Given problem
Scale every coordinate in the answers by 0.7, rounding to whole numbers with halves rounded up, and rewrite all lines from the start of the items through the line containing "238,144,388,233", requests included. Leave the numbers in the requests unchanged.

Data for the task
━━━
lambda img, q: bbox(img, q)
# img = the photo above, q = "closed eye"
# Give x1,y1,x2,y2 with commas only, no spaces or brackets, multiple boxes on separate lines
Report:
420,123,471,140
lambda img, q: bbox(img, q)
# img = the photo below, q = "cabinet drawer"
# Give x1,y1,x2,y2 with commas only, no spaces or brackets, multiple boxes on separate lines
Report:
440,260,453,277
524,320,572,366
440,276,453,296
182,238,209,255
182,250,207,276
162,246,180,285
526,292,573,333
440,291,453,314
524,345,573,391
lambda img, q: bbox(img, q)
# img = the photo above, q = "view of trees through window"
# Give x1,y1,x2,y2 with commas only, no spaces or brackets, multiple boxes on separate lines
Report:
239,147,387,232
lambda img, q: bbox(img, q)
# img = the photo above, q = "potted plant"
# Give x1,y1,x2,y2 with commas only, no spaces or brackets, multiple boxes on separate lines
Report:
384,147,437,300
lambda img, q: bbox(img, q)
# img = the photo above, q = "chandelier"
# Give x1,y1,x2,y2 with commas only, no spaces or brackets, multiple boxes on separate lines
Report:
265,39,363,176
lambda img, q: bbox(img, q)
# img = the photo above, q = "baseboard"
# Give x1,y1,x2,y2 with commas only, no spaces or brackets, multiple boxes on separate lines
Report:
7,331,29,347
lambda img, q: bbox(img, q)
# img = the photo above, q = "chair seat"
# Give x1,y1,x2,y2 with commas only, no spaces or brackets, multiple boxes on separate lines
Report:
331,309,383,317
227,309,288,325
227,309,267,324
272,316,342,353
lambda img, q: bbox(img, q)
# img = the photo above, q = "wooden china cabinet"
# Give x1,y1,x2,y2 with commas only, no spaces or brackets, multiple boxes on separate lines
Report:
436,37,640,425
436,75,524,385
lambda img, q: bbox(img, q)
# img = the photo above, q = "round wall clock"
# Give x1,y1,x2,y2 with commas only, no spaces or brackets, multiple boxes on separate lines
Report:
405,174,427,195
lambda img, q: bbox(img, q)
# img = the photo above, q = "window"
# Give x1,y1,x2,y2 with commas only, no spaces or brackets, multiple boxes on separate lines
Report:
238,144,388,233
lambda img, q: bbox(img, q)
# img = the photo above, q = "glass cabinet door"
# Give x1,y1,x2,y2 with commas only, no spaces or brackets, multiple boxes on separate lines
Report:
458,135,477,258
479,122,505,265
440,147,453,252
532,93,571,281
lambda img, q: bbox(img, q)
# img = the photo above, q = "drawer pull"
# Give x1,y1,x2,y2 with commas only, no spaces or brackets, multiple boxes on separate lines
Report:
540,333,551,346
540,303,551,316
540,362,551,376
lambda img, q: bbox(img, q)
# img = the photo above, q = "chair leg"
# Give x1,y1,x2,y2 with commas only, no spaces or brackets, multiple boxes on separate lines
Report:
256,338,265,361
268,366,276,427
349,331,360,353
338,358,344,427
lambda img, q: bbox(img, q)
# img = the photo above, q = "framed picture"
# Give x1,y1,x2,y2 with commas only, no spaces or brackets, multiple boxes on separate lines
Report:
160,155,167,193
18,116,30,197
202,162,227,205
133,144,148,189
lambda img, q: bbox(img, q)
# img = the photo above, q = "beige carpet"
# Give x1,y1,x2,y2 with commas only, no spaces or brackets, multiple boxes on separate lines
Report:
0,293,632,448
━━━
The result
lambda img, q: bbox(img, q)
# img = the photo above, q = "closed eye"
# Give x1,y1,x2,y2 with commas only, no spaces or brackets, multiple boxes on separate lines
Report:
294,86,330,98
lambda img, q: bbox(img, q)
# img = the photo below, q = "cabinet drawer"
# Give x1,y1,x2,y2 with commas only, no spaces or brackets, multiple boxes on separate lines
Report:
308,182,317,194
367,224,400,256
308,193,317,207
127,167,146,179
127,175,145,193
113,172,126,200
368,204,401,233
308,204,317,220
367,242,401,274
lambda img, q: bbox(img, q)
# img = the photo above, q = "view of trees through window"
# Give x1,y1,x2,y2 with commas only, no spaces or brackets, multiple boxes on separate lines
Report:
167,103,271,162
lambda img, q: bbox(img, q)
# img = the photo above, q = "potted plant"
# Give x1,y1,x2,y2 with commas only, no spaces or brackets, multiple boxes on separate lines
Report:
269,103,306,210
lambda img, q: bbox(img, q)
# img = the photo above, q = "chandelier"
# Give x1,y1,x2,y2 with commas only, no spaces or brackets, multiple boxes on separate lines
Report:
186,27,254,123
lambda img, q: bbox(img, q)
# img = the photo above, q = "baseboard"
# Give x1,y1,x2,y2 with commas only, no spaces or brackets, multiple boxes on separate lines
Report:
5,232,20,243
lambda img, q: bbox(img, q)
# img = the photo above, q = "chair seat"
# Give x1,y1,x2,y2 with commas only, no spaces or brackets, multiple boxes on separate lines
Report:
232,216,268,222
159,216,202,228
159,216,187,227
190,221,239,247
lambda img, q: bbox(img, q)
# img = the photo above, q = "wooden china cabinet"
# Give x1,y1,x2,y2 with commas only, no spaces or brackets, multiple boxes on separate lines
Report:
305,26,448,298
305,53,367,270
lambda img, q: bbox(img, q)
# img = the photo above, q = "round wall clock"
# Give x1,y1,x2,y2 with commas only, no spaces or brackets, multiple boxes on separate lines
Report:
284,122,299,137
lambda img, q: bbox(img, q)
# img = the photo above, q = "window"
# Give x1,y1,x2,y2 with commas only, no spaces or brackets, multiple boxes on separate lines
Report:
167,101,272,163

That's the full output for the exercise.